Aim of the exercise → Please return all of the data exactly as written.

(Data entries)
****
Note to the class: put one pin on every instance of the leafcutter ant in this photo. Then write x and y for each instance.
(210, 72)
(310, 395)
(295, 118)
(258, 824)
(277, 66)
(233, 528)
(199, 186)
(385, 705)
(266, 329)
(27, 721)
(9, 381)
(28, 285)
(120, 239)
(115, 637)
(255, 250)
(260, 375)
****
Solution for this problem →
Note to the class: put one pin on every instance of the leafcutter ant in this photo. Then write x and y for each instance.
(210, 72)
(310, 395)
(295, 118)
(258, 824)
(277, 66)
(233, 528)
(199, 186)
(385, 705)
(266, 329)
(27, 721)
(9, 381)
(28, 285)
(120, 239)
(115, 637)
(255, 250)
(260, 375)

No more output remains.